# TASK DESCRIPTION
Please transcribe every entry below exactly, without including the pictures.

# RECORD EXTRACTS
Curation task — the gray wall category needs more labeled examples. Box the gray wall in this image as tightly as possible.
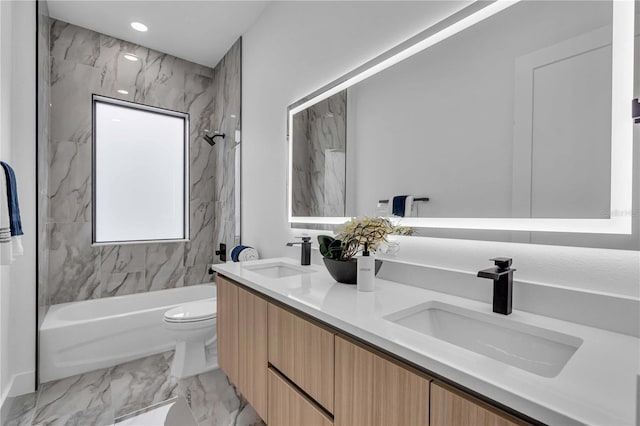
[41,20,240,305]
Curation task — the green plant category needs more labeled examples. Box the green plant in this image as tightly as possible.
[317,217,413,261]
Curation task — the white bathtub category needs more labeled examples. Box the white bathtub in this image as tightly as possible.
[40,284,216,383]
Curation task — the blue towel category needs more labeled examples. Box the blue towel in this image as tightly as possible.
[392,195,408,217]
[231,245,249,262]
[0,162,23,236]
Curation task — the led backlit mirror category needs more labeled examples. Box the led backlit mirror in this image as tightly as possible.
[288,0,636,242]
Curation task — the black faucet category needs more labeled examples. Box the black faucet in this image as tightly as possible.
[477,258,516,315]
[286,237,311,266]
[215,243,226,262]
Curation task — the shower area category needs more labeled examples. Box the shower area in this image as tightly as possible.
[36,2,241,382]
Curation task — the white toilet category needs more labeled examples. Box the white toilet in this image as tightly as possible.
[163,297,217,379]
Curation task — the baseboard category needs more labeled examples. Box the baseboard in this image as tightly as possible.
[7,370,35,397]
[0,369,36,422]
[0,370,36,421]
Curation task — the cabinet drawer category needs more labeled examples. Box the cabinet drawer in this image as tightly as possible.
[268,368,333,426]
[268,303,335,412]
[430,382,528,426]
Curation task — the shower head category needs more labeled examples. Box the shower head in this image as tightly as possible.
[203,132,225,146]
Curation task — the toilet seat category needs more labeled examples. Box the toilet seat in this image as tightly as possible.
[164,298,217,323]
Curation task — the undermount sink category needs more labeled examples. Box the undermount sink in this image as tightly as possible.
[385,301,582,377]
[243,262,315,279]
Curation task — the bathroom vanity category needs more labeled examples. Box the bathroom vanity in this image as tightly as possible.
[213,258,638,426]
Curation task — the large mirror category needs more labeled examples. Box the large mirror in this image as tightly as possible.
[288,0,637,245]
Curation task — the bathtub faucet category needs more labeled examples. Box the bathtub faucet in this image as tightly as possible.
[215,243,226,262]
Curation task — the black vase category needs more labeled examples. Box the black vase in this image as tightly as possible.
[323,257,383,285]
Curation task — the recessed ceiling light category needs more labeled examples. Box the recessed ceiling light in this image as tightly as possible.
[123,53,138,62]
[130,21,148,32]
[117,89,129,95]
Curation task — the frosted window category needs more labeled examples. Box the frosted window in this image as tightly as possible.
[93,96,189,243]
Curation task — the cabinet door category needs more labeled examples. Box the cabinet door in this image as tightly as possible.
[268,368,333,426]
[238,287,268,421]
[430,382,527,426]
[216,275,239,385]
[334,335,376,426]
[335,336,430,426]
[268,303,335,413]
[375,350,431,426]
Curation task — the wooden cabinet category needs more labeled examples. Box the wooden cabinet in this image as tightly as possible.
[335,335,431,426]
[238,286,268,420]
[268,368,333,426]
[216,275,268,422]
[218,273,534,426]
[430,382,527,426]
[216,275,239,385]
[268,303,335,413]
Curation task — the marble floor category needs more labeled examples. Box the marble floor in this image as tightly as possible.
[3,352,265,426]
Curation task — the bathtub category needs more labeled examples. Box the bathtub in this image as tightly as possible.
[40,284,216,383]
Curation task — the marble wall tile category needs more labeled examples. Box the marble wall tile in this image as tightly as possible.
[101,245,145,273]
[94,35,146,73]
[213,198,237,261]
[47,222,100,304]
[100,271,145,297]
[50,59,100,145]
[50,21,100,67]
[185,201,214,267]
[44,21,241,302]
[212,38,242,258]
[33,368,113,426]
[110,352,178,418]
[145,243,185,291]
[188,83,215,206]
[324,150,346,216]
[184,265,214,287]
[48,140,91,223]
[291,90,347,218]
[308,92,347,216]
[292,110,312,216]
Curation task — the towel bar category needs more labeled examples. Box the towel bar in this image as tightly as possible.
[378,197,429,204]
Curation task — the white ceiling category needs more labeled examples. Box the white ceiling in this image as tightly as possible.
[47,1,271,68]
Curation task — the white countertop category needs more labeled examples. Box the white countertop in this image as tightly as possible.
[213,258,639,426]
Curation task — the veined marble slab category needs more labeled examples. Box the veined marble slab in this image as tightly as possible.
[42,20,240,305]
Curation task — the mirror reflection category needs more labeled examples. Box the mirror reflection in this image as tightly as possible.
[291,1,620,221]
[291,91,347,217]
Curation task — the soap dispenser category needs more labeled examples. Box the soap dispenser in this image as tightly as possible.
[357,243,375,292]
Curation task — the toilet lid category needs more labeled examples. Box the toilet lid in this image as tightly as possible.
[164,298,217,322]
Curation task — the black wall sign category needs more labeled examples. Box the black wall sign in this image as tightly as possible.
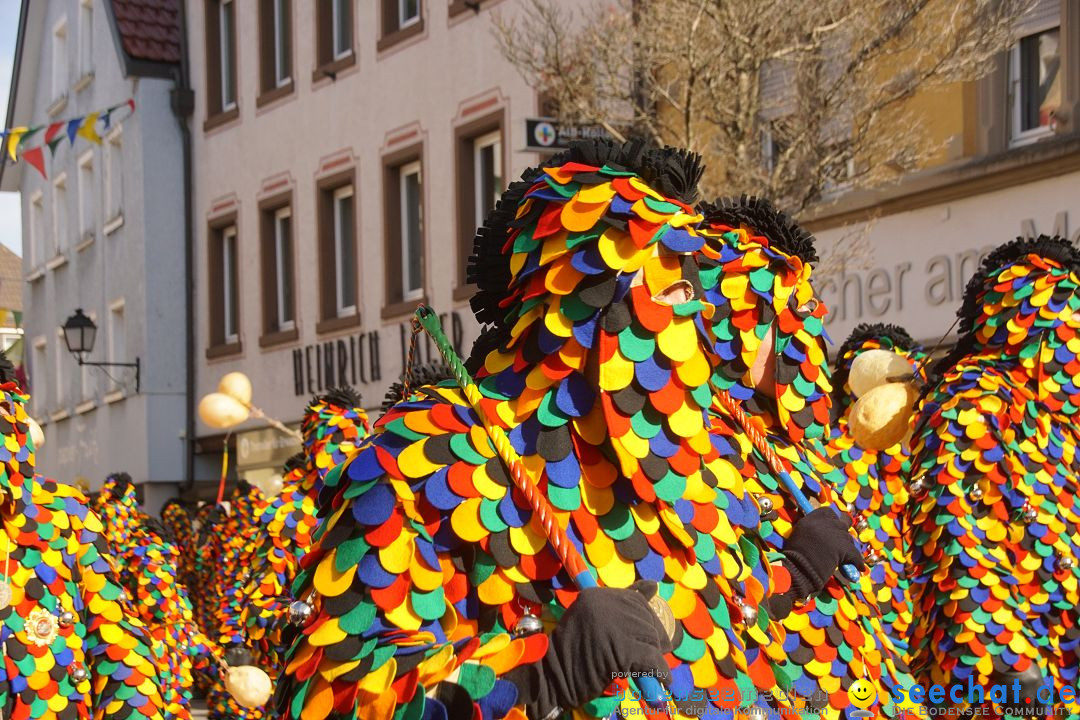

# YOUR RESPONSE
Curation task — the gray wall category needs more labeled examples. Box the gray wall in this image as tightly as possible.
[41,20,240,305]
Curation task — the green plant category needs more labeled examples. Box the green plant in this image as tightly as possible.
[317,217,413,261]
Curation task — the white bathtub category needs more labeled examples. Box the white bathtub in this image as tightly as possible.
[40,284,216,383]
Curation task — the blue towel category needs more labeled examples. Box the blue towel in this image as tightly as possible.
[392,195,408,217]
[231,245,249,262]
[0,162,23,236]
Curation task — the led backlit mirror category needs more labeled examples. Box the led backlit mirror in this image as tightly as possible.
[288,0,636,242]
Curation task — the black faucet category needs more labeled examples. Box the black faucet in this image as tightly as possible.
[477,258,516,315]
[286,237,311,266]
[215,243,226,262]
Curation task — the shower area category needs more labeled examples. Box the shower area in this image as tightly as possible.
[36,2,241,382]
Curation task — the white toilet category needs more labeled examples. Box the white toilet in this image as tightly as possible.
[163,297,217,379]
Curation task — the baseboard category needs more labeled examples. Box the baseboard in this image as tightly as possible.
[7,370,35,397]
[0,369,36,422]
[0,370,36,421]
Curation task — the cabinet drawer category needs more labeled examples. Box the cabinet drawer in this image as tightly as possible.
[268,368,333,426]
[268,303,335,412]
[430,382,528,426]
Curation task — the shower head category needs more labeled examples. Box the shower head in this image as tightly as possible.
[203,132,225,146]
Curation task — the toilet seat category needs more labeled examples. Box the toilet seat in this image as tightly as possible.
[164,298,217,323]
Curation task — the undermount sink category needs more labeled examples. Box the undermount sink in this image as tightly as possible.
[385,301,582,377]
[243,262,315,279]
Curation task — the bathroom vanity category needs more labeled examples. Box the bathroom vanity in this image as tightly as possible.
[213,258,638,426]
Curation task — the large mirror category needs more labeled examples. Box the large mirror in this image as tightly as possible.
[288,0,637,245]
Curation task — the bathtub faucet category needs more labeled examples. Box the bathtub faucet in this image as tightly as possible.
[215,243,226,262]
Curation task — the black vase category needs more labeled examples. Box the black vase in this image as tightly as possible.
[323,257,383,285]
Curation task — the recessed ceiling light category needs more labeled examples. Box the recessed ceiling light in this image as tightly as possible.
[123,53,138,62]
[130,21,148,32]
[117,89,129,95]
Curation task — the frosted window category needs more labeled examples. Box the frosted window in this image as tightly as possible.
[93,96,189,243]
Curation task — the cabinet door category needs more labeled examples. Box the cabinet door in this image as tightly as possible.
[268,368,333,426]
[238,287,268,421]
[430,382,527,426]
[216,275,239,385]
[334,335,376,426]
[335,336,430,426]
[268,303,335,413]
[375,350,431,426]
Curation task — the wooden cabinet category needs more labeled examples. Box the wooden cabinet in this image as tightly as possible.
[335,335,431,426]
[238,286,268,420]
[268,368,333,426]
[216,275,268,422]
[218,273,534,426]
[430,382,527,426]
[216,275,239,385]
[268,303,335,413]
Curation task — the marble floor category needs more labeled examples. Box the marble floor in this image as tightly as possible.
[3,352,265,426]
Curation task — the bathtub category needs more labeled examples. Box the bathtub in this image as tightly as possible.
[40,284,216,383]
Curation task — the marble wall tile category needs more labeled examples. Box the marble wall tile in this image as tightly as possible.
[101,245,145,273]
[94,35,146,73]
[213,198,237,261]
[47,222,100,304]
[100,271,145,297]
[50,59,100,145]
[50,21,100,67]
[185,201,214,267]
[44,21,241,302]
[212,38,242,258]
[33,368,113,426]
[110,352,178,418]
[145,243,185,291]
[188,83,215,206]
[324,150,346,216]
[184,265,214,287]
[48,140,91,223]
[291,90,347,218]
[308,92,347,216]
[292,110,312,216]
Curation task — the towel bar category needs more labeled examples. Box the towel bar in this image as tightly as possible.
[378,197,429,204]
Curation task — the white ceiling category needs more labeled examples. Box the white ceiling in this image as tightly as possible.
[47,1,271,68]
Curation task — the white countertop category needs more labeled examples. Box the white countertop in this image as tightly as possible.
[213,258,639,426]
Curation task — the veined marble slab category needs more labeled examples. Box the veined marble slab in this image as tightly as possible.
[42,20,240,305]
Curation task — the mirror reflection category needs more labeled examples. Box the mirror reflection in this image as tightly as possible.
[291,1,620,221]
[291,91,347,217]
Curation task — the soap dispenser category needs more labeled examples. Box the soap dispenser in this image as tightly as possible.
[357,243,375,292]
Curation task — the toilet lid category needs more labeled examples. Box the toilet lid in this image as tightly as possible.
[164,298,217,322]
Curation task — the black wall sign category needs more labeled examples. Box the black wall sign in this image as tightly as possible.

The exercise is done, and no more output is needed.